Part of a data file
***
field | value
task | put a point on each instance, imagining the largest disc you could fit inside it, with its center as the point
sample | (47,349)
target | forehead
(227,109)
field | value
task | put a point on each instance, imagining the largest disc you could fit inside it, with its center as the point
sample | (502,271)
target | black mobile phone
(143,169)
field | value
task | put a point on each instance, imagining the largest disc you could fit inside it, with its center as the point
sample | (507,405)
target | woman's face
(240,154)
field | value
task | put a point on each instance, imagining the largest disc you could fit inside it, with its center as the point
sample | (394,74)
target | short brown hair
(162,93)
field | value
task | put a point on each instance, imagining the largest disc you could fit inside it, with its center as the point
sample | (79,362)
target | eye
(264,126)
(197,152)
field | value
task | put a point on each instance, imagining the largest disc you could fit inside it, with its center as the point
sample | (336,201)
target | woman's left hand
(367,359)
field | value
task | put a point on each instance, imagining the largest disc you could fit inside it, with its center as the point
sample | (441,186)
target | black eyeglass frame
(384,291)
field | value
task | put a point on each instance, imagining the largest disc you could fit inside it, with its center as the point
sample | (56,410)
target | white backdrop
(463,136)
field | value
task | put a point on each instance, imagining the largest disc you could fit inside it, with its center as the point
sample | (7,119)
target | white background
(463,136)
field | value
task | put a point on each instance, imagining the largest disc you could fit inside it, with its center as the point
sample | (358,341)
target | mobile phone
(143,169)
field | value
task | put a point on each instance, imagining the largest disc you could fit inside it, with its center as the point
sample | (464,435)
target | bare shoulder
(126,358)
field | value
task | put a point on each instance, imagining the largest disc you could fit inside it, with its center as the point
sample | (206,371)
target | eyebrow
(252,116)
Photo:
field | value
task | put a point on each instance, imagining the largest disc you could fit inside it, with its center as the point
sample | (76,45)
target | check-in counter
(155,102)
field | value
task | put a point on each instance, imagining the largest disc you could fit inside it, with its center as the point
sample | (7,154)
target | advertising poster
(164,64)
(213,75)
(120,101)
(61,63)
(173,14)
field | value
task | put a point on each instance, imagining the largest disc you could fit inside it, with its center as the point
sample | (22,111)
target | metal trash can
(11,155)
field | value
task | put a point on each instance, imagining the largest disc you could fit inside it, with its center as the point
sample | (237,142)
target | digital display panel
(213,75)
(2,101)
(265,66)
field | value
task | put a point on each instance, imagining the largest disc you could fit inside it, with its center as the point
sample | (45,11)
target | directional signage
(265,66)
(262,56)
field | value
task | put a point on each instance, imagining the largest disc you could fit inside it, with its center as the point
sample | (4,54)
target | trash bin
***
TASK TO COMPLETE: Nothing should be left out: return all of the records exactly.

WRITTEN SOLUTION:
field | value
task | put a point on each instance, imagining the largest disc you could fit inside it, with its center as the point
sample | (47,349)
target | forehead
(227,109)
field | value
task | put a point on each instance, imagining the largest disc you could fit inside it, with its center as the point
sample | (502,271)
target | black mobile phone
(143,169)
field | value
task | put a point on each instance, imagining the largest disc you could fit inside it, with its center as the point
sample | (507,405)
target | woman's face
(240,154)
field | value
task | put a point on each instance, imagining the largest disc you could fit inside it, with its center as the point
sample | (394,74)
target | short brown hair
(162,93)
field | value
task | put a point on each instance, imagining the largest disc you could fit inside it, with its center as the point
sample | (79,362)
target | eye
(264,126)
(197,152)
field | value
task | put a point on each instance, imagining the largest disc you could fit inside it, with its center as the point
sample | (336,201)
target | woman's left hand
(367,359)
field | value
task | put a point on each instance, imagining the largest disc you could fit inside it, with its center as the point
sample | (441,186)
target | black eyeglass frame
(384,291)
field | value
task | put a point on each instance, imagining the largest disc you could fit inside it, with its center as the point
sample | (56,410)
target | white backdrop
(463,136)
field | value
task | put a point on each instance, imagining the largest disc you could fit inside it, with its center as the point
sample | (7,119)
target | white background
(463,136)
field | value
task | put a point on each instance, imagining the largest disc you could fit inside it, with its center as the point
sample | (358,341)
target | mobile phone
(143,169)
field | value
task | put a point on each instance, imagining the largest disc you could fit inside it, with its center as the point
sample | (464,435)
target | bare shoulder
(126,358)
field | value
task | put a point on each instance, imagining the largest disc you could fit inside it, with its center as the point
sample | (206,371)
target | eyebrow
(252,116)
Photo:
field | value
task | put a point on each instance, imagining the largest disc you could fit inside it, with its center as the point
sample | (76,45)
target | check-in counter
(155,102)
field | value
task | put a point on each instance, imagining the largest disc you could fit inside it, with its center as the point
sample | (7,154)
target | advertising poster
(164,64)
(213,75)
(120,101)
(61,63)
(173,14)
field | value
task | put a point on each instance, imagining the largest disc you could fit inside it, with its center as the point
sample | (22,111)
target | metal trash can
(11,155)
field | value
task | put a point on each instance, imagining the largest disc you could fit inside it, with its center as the point
sample | (237,142)
target | digital display panel
(213,75)
(2,101)
(265,66)
field | value
task | put a point on each instance, imagining the largest disc you could fit inside it, with its center as the point
sample | (45,11)
target | directional signage
(265,66)
(262,56)
field | value
task | put a point on each instance, imagining the largest disc you could fit inside it, with its center as the point
sample | (4,54)
target | trash bin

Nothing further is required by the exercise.